Gather all lines in the data that hold the string "background".

+ + + + +

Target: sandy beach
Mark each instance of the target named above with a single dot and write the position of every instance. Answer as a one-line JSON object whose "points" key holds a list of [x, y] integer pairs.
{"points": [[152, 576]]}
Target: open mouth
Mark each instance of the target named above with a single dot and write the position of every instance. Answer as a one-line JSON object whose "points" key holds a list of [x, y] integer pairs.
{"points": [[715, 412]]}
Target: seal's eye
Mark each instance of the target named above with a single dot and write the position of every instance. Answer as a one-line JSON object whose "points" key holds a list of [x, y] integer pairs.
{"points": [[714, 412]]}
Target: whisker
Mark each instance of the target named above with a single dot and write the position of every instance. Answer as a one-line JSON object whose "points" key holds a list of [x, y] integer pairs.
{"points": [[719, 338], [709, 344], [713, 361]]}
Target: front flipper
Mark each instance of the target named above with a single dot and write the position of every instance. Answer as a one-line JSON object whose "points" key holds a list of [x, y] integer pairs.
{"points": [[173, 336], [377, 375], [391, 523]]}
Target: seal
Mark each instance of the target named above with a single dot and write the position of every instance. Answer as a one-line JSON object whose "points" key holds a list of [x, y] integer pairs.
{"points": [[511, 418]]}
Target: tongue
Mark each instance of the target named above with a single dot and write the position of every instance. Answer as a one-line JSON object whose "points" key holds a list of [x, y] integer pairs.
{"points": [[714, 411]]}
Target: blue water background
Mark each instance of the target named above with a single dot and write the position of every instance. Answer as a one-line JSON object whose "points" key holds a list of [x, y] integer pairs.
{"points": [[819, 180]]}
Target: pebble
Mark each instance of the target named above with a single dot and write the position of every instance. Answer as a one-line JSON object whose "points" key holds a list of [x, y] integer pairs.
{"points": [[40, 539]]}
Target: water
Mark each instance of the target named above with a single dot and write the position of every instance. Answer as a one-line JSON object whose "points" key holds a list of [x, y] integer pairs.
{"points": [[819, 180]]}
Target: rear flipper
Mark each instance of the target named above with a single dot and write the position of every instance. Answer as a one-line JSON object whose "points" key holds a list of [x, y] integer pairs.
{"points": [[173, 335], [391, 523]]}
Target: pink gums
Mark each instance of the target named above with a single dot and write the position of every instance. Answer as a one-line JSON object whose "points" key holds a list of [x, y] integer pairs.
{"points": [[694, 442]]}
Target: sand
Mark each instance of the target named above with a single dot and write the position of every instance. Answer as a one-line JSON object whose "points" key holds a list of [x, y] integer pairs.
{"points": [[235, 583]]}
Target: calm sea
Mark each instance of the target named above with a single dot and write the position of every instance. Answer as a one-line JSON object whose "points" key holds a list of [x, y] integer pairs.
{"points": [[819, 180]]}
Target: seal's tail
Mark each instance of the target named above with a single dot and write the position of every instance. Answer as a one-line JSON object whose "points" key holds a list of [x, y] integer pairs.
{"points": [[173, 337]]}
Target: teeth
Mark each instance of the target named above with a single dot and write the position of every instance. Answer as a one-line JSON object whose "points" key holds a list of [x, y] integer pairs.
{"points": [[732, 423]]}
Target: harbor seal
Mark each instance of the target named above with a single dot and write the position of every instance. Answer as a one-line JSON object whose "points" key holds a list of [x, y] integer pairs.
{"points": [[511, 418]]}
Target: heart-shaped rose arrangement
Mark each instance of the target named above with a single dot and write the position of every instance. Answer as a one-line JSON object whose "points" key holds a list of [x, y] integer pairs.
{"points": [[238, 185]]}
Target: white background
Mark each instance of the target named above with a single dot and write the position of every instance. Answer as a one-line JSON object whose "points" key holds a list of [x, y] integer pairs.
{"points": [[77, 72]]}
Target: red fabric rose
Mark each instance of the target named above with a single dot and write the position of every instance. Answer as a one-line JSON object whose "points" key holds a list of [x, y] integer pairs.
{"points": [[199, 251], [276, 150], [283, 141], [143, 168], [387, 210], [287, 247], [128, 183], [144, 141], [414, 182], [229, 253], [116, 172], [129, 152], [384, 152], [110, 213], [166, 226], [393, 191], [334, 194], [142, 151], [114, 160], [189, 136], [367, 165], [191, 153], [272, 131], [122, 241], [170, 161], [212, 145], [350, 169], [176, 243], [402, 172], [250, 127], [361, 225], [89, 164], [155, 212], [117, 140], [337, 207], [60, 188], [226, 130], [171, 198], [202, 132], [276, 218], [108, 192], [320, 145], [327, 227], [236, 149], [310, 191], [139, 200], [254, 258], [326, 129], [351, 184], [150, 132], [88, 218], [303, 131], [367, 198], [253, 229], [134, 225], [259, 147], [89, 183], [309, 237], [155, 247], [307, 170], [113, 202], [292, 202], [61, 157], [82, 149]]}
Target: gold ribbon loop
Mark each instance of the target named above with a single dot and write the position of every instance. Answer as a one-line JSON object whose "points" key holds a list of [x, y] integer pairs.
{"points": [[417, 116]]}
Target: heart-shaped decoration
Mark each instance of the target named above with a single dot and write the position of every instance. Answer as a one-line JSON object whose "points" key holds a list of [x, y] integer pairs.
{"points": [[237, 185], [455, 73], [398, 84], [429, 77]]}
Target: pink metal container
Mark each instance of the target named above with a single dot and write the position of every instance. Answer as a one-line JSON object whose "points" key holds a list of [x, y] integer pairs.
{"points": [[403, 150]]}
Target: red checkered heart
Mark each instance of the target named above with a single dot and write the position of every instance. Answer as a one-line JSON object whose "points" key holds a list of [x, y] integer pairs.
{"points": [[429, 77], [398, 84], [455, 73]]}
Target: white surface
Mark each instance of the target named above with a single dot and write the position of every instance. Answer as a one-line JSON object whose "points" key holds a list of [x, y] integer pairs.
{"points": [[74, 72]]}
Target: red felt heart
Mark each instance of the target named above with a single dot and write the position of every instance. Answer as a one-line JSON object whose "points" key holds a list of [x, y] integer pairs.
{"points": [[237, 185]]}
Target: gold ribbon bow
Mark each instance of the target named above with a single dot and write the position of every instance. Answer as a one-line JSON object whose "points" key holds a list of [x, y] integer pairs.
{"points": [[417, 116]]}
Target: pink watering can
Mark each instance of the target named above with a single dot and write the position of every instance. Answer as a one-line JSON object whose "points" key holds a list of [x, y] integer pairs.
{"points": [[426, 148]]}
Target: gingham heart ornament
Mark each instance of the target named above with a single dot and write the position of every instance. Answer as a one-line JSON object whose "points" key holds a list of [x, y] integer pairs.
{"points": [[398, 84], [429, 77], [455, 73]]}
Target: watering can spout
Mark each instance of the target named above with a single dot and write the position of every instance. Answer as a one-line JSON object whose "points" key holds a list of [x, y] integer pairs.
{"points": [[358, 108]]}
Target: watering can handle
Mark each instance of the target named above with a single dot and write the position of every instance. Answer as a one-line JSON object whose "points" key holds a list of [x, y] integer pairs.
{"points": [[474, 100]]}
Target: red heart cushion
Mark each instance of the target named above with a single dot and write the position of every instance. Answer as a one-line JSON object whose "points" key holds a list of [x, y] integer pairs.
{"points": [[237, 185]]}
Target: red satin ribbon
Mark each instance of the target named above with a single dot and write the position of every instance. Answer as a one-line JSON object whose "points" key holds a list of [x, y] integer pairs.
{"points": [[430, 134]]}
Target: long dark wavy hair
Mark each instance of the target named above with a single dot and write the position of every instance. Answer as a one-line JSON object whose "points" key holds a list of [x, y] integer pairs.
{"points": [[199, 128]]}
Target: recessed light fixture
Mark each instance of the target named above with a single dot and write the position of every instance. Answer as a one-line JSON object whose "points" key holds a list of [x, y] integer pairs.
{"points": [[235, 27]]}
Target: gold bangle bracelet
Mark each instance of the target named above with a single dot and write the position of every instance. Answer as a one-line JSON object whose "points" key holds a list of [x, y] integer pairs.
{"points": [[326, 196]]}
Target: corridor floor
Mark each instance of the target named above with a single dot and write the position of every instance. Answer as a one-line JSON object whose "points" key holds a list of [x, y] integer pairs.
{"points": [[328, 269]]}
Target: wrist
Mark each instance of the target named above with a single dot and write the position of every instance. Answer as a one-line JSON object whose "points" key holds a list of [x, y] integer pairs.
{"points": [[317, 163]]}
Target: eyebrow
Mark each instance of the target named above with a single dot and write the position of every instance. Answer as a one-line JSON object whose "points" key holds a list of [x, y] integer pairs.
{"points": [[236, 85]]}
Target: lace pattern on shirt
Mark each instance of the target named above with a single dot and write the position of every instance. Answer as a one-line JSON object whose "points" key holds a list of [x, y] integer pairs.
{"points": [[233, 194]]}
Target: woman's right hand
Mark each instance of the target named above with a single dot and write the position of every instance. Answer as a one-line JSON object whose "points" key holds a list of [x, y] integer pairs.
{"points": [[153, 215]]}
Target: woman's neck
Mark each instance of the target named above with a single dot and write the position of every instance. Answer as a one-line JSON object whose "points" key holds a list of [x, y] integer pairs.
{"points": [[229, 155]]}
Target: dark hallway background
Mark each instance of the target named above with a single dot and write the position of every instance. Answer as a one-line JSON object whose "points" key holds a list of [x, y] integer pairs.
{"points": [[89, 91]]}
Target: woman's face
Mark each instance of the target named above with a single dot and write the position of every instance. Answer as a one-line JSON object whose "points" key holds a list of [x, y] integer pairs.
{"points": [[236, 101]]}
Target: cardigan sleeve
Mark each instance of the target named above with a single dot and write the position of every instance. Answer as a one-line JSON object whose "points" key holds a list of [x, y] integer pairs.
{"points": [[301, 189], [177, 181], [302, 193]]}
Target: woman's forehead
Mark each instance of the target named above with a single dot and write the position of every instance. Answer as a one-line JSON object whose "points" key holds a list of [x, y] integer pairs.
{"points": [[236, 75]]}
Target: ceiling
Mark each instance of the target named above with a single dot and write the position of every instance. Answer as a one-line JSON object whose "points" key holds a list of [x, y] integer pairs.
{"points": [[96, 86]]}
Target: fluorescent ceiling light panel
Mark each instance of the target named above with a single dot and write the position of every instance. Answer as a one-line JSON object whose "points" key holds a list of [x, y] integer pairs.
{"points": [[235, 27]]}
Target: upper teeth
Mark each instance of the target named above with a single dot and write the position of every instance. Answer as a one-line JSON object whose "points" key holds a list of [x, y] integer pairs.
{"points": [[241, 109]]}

+ + + + +

§ TASK SOLUTION
Target: blue water background
Target: white background
Target: dark hallway background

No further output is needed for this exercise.